-- Tarefa proposta 1 --
Segundo o texto sobre o plano metodológico, que tipo de estudo foi realizado?
-- Tarefa proposta 2 --
Transcreva do texto sobre o plano metodológico o trecho de "A interpretação dos" a "metodológico (Figura 1).".
-- Tarefa proposta 3 --
Resuma em duas frases o texto sobre o plano metodológico.

-- Texto fornecido --
%%

3 PLANO METODOLÓGICO

Para verificar a relação entre a posição de membros de uma rede interorganizacional com o sentido dado à aprendizagem, foi realizado um estudo de caso único de natureza descritiva, sem pretensões de generalização. Para Yin (2001) trata-se de uma forma de pesquisa empírica cujo foco no objeto não o dissocia do seu contexto, utilizando-se múltiplas formas de capturar evidências sobre ele. A abordagem do trabalho foi predominantemente qualitativa, mas abrangeu fases de coleta e tratamento dos dados, utilizando técnicas quantitativas e qualitativas. godoy (1995) pondera haver essa possibilidade em estudos de caso, e a escolha pela triangulação de técnicas foi determinada pela natureza da problemática e dos pressupostos epistemológicos adotados (TrIvIñOS, 1987). Na primeira etapa, utilizaram-se ferramentas com foco em dados quantitativos para identificar a posição, a considerar a análise sociométrica e de produção acadêmica dos membros (WASSERMAN; GALSKIEWICZ, 2002; VELAZQUÉZ; NORMAN, 2005). Na segunda etapa do estudo, utilizou-se a técnica de pesquisa qualitativa para analisar os sentidos associados à posição dos membros por meio da noção de práticas e gêneros de discurso (BAKHTIN, 1999; SPINK, 2000).

A interpretação dos resultados, nesse caso, surgiu como a totalidade de uma investigação que teve como base a compreensão de um fenômeno caracterizado pela relação do sentido da aprendizagem em uma comunidade epistêmica devidamente referenciada pela noção de práticas e gêneros discursivos, associando-o com a posição de cada um dos participantes. Essa lógica é evidenciada a partir do quadro metodológico (Figura 1).

%%

-- Material fornecido --

%%

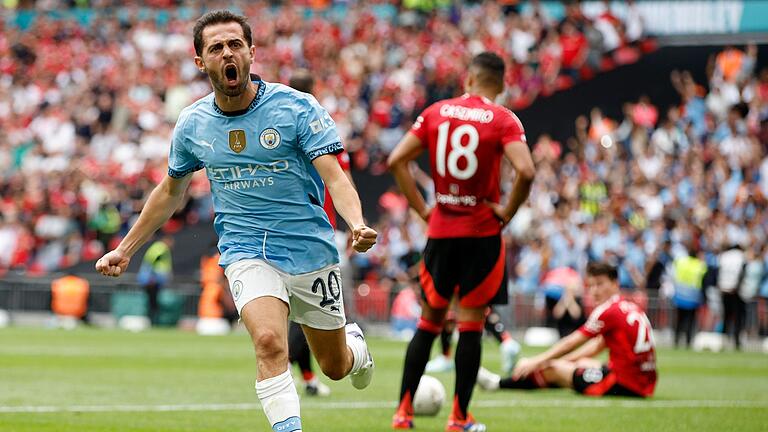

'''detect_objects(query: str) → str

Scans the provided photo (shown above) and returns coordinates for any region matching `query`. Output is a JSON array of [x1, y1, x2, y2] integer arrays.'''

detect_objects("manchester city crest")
[[259, 128, 280, 150], [229, 129, 246, 153], [232, 281, 243, 300]]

%%

-- Resposta final 1 --
Um estudo de caso único de natureza descritiva, sem pretensões de generalização.

-- Resposta final 2 --
A interpretação dos resultados, nesse caso, surgiu como a totalidade de uma investigação que teve como base a compreensão de um fenômeno caracterizado pela relação do sentido da aprendizagem em uma comunidade epistêmica devidamente referenciada pela noção de práticas e gêneros discursivos, associando-o com a posição de cada um dos participantes. Essa lógica é evidenciada a partir do quadro metodológico (Figura 1).

-- Resposta final 3 --
Um estudo de caso único, descritivo e de abordagem predominantemente qualitativa buscou verificar a relação entre a posição de membros de uma rede interorganizacional e o sentido dado à aprendizagem. Na primeira etapa, ferramentas quantitativas identificaram a posição dos membros por meio da análise sociométrica e de produção acadêmica, e na segunda, uma técnica qualitativa analisou os sentidos associados a essa posição pela noção de práticas e gêneros de discurso.